**** Source material ****
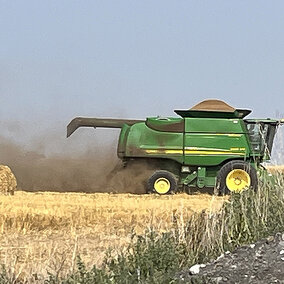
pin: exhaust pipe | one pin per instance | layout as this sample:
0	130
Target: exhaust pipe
98	122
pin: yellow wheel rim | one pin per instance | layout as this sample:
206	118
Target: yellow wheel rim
162	185
238	180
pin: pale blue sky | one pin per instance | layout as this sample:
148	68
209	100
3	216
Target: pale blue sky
60	59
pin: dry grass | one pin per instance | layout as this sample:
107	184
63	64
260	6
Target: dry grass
45	231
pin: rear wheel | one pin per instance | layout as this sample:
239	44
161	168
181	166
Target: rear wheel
162	182
236	176
8	182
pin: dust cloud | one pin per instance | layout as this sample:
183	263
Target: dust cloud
35	171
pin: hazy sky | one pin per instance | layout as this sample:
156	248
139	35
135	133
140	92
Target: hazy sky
60	59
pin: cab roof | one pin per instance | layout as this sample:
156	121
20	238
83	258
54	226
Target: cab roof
213	109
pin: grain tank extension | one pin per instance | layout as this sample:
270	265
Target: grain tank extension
209	145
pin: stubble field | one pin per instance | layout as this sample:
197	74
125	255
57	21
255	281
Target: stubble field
45	231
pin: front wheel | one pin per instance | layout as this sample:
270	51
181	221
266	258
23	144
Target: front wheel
162	182
236	176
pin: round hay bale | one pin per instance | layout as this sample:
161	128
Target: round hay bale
8	182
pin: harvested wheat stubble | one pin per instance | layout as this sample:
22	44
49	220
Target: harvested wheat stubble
42	231
8	182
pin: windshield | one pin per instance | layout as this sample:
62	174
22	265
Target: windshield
261	137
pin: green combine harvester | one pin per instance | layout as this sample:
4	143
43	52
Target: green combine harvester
211	145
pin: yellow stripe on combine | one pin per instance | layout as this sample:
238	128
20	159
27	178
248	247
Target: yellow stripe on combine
193	152
213	153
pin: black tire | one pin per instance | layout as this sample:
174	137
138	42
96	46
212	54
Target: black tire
165	177
221	184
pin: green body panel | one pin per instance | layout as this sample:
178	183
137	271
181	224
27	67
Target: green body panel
194	146
143	141
203	141
210	142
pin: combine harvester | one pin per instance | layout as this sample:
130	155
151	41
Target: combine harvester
211	145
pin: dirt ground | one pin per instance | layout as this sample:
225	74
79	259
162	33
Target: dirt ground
259	263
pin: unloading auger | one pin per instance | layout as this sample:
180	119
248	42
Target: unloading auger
210	145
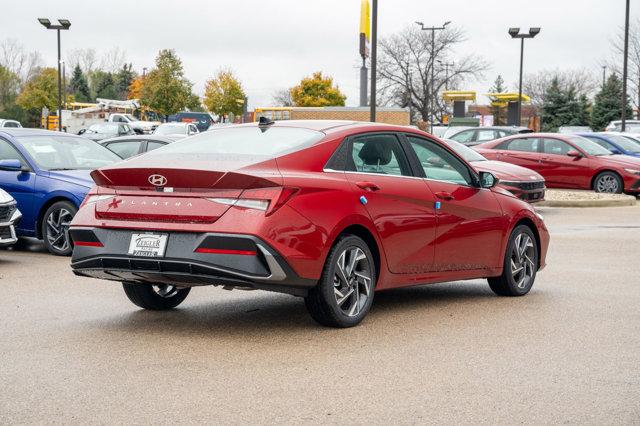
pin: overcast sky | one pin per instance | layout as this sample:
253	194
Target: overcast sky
272	44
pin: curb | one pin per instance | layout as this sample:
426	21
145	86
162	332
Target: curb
625	202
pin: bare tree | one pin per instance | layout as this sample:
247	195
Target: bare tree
15	58
282	97
535	85
86	58
404	68
113	60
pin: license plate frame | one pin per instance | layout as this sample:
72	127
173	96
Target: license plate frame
148	245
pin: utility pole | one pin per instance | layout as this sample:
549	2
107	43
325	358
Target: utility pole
625	66
433	66
64	25
515	33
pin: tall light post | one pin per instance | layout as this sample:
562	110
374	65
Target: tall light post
515	33
64	25
446	66
625	65
374	59
433	65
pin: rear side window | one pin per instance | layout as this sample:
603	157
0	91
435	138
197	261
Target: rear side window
378	154
522	145
245	140
556	147
125	149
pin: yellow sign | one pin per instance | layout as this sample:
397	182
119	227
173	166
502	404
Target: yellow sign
365	19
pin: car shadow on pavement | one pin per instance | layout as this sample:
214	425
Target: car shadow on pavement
281	313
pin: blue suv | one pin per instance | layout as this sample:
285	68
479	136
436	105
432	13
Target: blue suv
616	143
48	175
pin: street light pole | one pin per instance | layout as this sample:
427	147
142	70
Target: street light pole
625	66
64	25
433	67
515	33
374	59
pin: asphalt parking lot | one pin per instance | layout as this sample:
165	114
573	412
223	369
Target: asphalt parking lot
75	350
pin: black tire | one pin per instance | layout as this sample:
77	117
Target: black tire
150	297
55	228
322	300
608	182
510	283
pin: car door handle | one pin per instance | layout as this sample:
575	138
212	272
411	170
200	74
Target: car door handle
368	186
445	196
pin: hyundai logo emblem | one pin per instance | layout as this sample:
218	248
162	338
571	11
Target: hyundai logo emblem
157	180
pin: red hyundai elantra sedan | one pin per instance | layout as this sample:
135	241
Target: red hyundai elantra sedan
567	161
330	211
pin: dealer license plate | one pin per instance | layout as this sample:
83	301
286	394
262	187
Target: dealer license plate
148	245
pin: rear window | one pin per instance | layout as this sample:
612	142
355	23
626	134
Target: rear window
270	142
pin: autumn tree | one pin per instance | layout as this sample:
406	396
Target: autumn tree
317	91
165	89
79	86
223	94
40	91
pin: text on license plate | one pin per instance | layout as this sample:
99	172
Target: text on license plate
148	245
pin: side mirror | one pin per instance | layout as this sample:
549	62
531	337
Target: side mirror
488	180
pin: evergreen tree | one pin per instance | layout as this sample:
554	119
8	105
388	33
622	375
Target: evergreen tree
79	86
104	85
607	106
498	85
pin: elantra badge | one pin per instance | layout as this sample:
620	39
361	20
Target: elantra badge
157	180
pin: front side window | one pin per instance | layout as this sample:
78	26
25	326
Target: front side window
67	152
8	152
378	154
521	145
440	164
556	147
485	135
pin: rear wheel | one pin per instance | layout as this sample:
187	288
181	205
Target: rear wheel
155	297
344	293
520	264
608	182
55	228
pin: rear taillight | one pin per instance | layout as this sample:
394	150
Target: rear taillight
268	200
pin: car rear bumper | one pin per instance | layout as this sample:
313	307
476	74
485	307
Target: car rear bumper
230	260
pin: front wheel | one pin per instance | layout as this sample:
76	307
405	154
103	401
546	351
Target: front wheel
344	293
520	264
608	182
55	228
155	297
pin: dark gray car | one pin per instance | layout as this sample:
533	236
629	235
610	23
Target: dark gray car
478	135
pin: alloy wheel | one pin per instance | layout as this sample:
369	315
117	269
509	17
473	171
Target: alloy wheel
58	229
165	290
607	183
522	265
352	281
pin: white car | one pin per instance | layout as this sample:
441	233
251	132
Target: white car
632	126
176	129
9	123
9	216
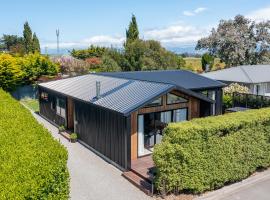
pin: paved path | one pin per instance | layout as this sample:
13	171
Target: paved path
92	178
256	187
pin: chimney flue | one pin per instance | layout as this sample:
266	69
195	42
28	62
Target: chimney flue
97	89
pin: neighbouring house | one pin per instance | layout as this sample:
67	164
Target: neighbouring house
255	77
121	115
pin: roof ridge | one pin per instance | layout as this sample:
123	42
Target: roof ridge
244	71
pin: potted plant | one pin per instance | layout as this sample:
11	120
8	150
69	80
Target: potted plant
73	137
61	129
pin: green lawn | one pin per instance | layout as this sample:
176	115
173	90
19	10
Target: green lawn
33	165
31	104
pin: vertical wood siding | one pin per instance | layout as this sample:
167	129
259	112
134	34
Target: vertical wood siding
46	107
103	130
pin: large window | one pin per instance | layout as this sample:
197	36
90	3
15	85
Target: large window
151	125
61	107
44	96
156	102
173	98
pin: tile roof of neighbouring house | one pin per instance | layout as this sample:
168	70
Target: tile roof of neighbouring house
181	78
117	94
242	74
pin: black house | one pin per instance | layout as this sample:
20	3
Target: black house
121	115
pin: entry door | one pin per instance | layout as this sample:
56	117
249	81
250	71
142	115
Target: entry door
70	113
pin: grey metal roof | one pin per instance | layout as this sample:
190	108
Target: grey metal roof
242	74
180	78
120	95
117	94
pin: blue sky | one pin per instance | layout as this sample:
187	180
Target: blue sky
174	23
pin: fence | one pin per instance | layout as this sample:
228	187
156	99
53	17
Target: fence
250	100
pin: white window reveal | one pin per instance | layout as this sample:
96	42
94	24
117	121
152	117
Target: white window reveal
61	107
180	115
44	96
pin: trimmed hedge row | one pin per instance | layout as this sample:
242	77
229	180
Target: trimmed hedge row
207	153
32	164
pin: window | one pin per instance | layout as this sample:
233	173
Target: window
173	98
180	115
53	104
156	102
61	107
44	96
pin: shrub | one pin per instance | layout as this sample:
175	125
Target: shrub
32	164
16	70
73	136
207	153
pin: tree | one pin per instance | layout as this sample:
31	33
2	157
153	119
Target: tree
27	38
207	59
12	44
109	64
10	72
35	44
238	41
133	32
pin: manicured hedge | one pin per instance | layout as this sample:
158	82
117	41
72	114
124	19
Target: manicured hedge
32	164
207	153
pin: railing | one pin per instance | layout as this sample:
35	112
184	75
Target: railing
250	100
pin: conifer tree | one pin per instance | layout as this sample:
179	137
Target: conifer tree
132	33
35	44
27	38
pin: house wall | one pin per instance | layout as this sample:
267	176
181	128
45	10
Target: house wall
104	131
193	106
46	109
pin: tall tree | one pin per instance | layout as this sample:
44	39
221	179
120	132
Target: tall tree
207	60
28	38
239	41
35	44
133	32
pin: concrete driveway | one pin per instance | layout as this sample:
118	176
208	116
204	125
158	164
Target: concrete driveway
92	178
256	187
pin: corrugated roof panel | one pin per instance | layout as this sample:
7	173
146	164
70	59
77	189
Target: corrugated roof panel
117	94
180	78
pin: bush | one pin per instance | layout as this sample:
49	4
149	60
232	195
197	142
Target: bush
32	164
16	70
207	153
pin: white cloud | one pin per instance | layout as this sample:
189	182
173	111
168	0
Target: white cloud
188	13
199	10
100	40
173	35
194	12
260	15
178	34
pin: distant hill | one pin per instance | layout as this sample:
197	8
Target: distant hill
179	50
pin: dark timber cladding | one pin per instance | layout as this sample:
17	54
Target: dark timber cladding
103	130
48	106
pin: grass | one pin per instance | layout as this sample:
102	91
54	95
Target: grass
32	104
33	165
196	65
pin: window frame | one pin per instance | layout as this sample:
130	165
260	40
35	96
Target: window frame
62	108
170	93
44	96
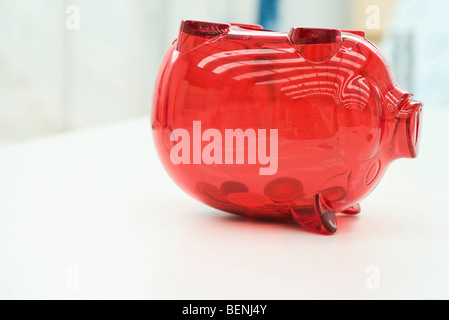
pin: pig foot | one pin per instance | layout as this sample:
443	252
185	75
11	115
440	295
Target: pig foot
355	209
317	217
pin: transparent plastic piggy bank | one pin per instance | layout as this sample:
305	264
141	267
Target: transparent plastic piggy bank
297	126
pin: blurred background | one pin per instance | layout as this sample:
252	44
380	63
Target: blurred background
69	64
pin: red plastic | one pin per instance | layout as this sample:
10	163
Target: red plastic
324	100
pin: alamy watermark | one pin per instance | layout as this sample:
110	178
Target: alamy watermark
220	150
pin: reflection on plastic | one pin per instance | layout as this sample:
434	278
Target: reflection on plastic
330	94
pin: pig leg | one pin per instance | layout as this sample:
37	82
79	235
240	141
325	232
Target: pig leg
316	216
355	209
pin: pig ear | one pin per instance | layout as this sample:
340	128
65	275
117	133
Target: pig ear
359	33
406	135
316	45
194	33
317	217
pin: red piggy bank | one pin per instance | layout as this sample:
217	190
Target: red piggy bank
266	124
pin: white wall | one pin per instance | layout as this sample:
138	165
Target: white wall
54	79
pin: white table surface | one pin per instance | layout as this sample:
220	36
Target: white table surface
92	214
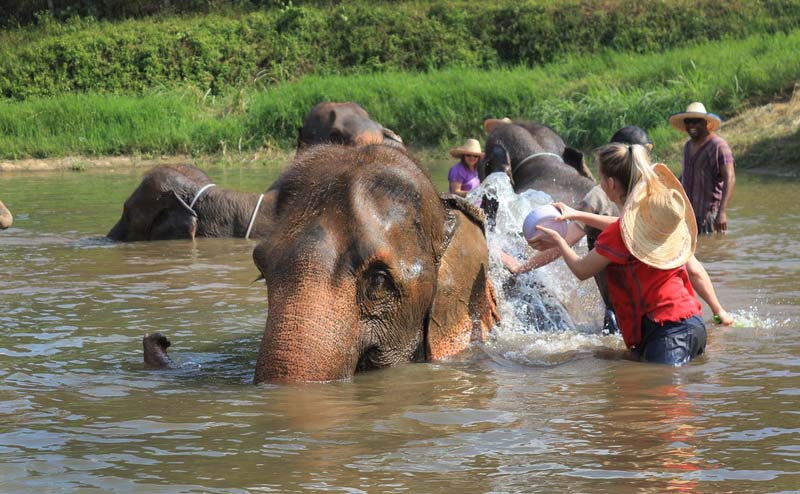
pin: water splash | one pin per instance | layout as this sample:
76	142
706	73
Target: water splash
751	318
548	316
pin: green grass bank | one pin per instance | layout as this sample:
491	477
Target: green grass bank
585	98
260	44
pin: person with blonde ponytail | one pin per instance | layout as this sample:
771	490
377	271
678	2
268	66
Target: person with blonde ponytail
648	254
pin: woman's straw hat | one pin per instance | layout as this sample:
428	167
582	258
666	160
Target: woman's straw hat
489	123
470	147
657	220
695	110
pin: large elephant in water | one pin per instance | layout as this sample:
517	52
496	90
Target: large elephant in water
181	202
343	123
537	158
175	202
366	267
5	217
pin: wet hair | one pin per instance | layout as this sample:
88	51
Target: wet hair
622	162
631	135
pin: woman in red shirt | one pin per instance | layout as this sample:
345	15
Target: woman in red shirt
645	252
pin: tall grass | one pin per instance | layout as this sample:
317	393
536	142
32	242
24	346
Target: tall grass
284	42
584	98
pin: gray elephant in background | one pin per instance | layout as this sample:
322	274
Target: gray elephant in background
5	217
181	202
343	123
536	157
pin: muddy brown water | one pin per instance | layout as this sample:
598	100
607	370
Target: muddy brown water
79	413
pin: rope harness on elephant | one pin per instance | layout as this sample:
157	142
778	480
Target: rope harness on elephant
535	155
197	196
253	218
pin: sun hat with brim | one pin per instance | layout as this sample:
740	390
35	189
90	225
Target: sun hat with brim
657	221
470	147
489	123
695	110
545	216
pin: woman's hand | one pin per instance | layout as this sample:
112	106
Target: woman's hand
510	262
552	237
722	317
567	213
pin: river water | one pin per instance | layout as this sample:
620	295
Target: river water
548	410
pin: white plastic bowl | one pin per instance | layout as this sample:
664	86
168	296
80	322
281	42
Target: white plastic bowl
545	216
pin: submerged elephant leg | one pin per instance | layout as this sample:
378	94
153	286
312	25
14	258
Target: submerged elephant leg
155	351
5	217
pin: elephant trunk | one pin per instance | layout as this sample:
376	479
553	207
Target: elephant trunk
117	233
307	342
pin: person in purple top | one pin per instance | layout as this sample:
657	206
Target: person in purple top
708	175
463	176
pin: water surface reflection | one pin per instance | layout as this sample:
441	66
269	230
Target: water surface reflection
527	412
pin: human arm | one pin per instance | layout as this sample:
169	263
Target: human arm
598	221
728	182
701	283
455	188
582	267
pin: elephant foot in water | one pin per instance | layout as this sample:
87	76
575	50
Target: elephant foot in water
155	351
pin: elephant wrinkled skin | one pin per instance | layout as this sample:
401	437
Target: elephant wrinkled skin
367	267
5	217
537	159
159	208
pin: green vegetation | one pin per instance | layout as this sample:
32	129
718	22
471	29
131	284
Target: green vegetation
585	98
240	48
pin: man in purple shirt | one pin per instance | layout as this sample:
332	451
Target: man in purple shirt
708	175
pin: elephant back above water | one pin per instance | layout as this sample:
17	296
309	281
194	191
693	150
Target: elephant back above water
536	158
5	217
367	266
343	123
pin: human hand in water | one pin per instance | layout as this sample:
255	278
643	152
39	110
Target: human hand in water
510	262
722	317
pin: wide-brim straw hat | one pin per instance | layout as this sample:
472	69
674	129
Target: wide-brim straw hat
470	146
657	220
489	123
695	110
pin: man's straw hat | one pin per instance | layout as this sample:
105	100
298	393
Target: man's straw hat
695	110
657	220
489	123
470	147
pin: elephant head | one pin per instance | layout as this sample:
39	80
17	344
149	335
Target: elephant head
367	267
538	159
180	202
156	210
343	123
5	217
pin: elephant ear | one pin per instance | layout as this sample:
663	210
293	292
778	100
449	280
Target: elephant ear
464	307
574	158
176	220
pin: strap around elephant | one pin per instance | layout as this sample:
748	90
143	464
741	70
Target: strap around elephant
253	218
535	155
199	193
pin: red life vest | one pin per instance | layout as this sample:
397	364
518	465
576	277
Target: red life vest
639	290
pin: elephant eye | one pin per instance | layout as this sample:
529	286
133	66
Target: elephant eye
377	285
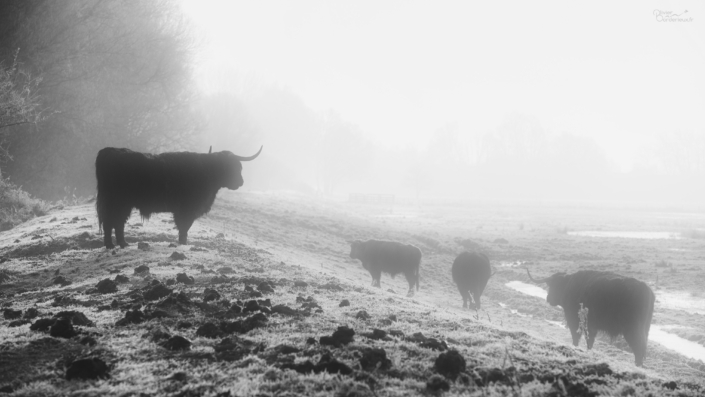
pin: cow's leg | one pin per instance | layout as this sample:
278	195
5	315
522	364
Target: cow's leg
465	295
571	317
637	342
122	217
476	300
376	275
411	279
108	234
592	333
120	235
183	223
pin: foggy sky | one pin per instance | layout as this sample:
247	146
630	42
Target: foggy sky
402	69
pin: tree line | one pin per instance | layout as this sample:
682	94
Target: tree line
80	75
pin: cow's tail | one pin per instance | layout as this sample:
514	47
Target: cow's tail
418	275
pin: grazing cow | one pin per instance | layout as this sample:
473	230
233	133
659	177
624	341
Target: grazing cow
388	257
183	183
616	305
471	271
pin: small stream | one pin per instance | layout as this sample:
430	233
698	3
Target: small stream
641	235
657	333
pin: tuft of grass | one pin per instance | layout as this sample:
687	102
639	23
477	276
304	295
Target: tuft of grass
697	234
17	206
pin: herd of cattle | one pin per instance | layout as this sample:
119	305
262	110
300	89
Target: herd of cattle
185	184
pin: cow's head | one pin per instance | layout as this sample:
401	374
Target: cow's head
355	249
557	284
230	168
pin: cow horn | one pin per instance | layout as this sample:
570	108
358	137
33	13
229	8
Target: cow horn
541	280
251	157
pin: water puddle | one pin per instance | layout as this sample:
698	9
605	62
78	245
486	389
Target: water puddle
511	264
641	235
657	333
684	301
556	323
527	289
676	343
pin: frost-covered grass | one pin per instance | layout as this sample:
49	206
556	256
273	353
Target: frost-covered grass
284	240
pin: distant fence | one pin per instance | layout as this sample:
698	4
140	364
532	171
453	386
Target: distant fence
380	199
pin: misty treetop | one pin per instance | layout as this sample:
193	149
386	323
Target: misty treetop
110	73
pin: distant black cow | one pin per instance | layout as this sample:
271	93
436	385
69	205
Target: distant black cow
616	305
388	257
471	271
183	183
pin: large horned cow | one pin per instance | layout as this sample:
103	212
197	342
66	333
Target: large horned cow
616	305
388	257
183	183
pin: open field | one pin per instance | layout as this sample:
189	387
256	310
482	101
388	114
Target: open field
297	245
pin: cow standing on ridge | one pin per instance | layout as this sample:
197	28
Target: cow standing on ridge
471	271
183	183
389	257
616	305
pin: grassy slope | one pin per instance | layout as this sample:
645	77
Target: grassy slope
284	239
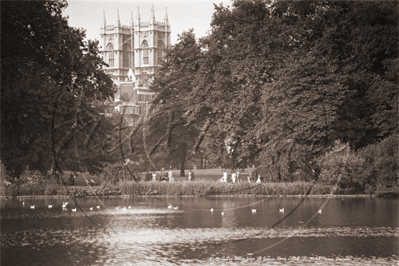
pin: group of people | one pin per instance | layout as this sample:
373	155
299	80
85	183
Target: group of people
235	177
152	176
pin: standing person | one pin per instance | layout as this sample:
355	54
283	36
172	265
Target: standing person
233	177
154	177
72	179
170	176
148	176
192	175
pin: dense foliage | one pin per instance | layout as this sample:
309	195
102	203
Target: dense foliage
277	83
52	92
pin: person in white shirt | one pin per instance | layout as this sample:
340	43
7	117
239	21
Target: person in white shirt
233	177
224	177
170	176
154	177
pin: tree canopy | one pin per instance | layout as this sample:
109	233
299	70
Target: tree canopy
53	89
276	83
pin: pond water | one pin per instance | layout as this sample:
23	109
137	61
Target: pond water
347	231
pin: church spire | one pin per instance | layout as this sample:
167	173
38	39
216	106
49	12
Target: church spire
152	20
118	21
138	16
166	20
104	22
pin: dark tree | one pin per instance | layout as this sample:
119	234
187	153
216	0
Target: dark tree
53	88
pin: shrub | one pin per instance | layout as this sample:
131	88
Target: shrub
382	163
118	172
218	188
340	164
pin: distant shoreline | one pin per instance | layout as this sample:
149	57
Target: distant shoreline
194	196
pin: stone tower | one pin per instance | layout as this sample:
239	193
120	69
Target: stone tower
134	53
138	46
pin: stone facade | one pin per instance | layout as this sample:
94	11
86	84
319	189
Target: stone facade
134	53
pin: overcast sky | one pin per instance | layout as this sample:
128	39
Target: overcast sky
183	14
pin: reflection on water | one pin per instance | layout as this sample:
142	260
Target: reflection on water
151	233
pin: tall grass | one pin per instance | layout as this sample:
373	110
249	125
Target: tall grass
217	188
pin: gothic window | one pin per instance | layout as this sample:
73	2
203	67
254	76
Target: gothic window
110	49
145	53
126	55
161	48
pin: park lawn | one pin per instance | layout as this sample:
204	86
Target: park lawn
204	174
200	174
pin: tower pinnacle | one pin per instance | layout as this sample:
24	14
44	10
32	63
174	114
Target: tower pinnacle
118	21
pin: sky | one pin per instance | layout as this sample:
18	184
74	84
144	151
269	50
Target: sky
182	14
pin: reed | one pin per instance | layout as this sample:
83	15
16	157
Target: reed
204	187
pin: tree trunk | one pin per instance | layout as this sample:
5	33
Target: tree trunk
183	155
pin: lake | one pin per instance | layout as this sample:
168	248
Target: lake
346	231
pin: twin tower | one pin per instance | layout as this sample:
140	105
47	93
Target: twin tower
134	52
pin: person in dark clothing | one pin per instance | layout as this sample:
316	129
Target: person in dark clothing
192	175
72	179
148	176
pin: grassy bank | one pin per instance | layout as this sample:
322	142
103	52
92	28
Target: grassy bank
185	188
205	187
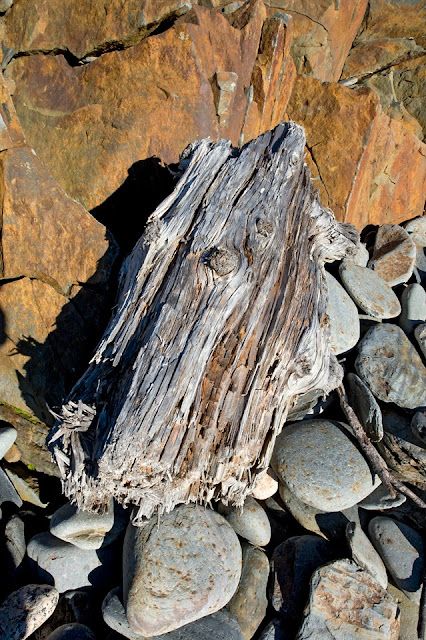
****
Requirements
Gather every line of the material above that contains the string "background", and copy each one as it appears. Case counts.

Reply
pin: blurred background | one pin per instance | layout as this sample:
Target: blurred background
pin: gray elephant in background | one pin per instance | layout as this sample:
Target: gray elephant in background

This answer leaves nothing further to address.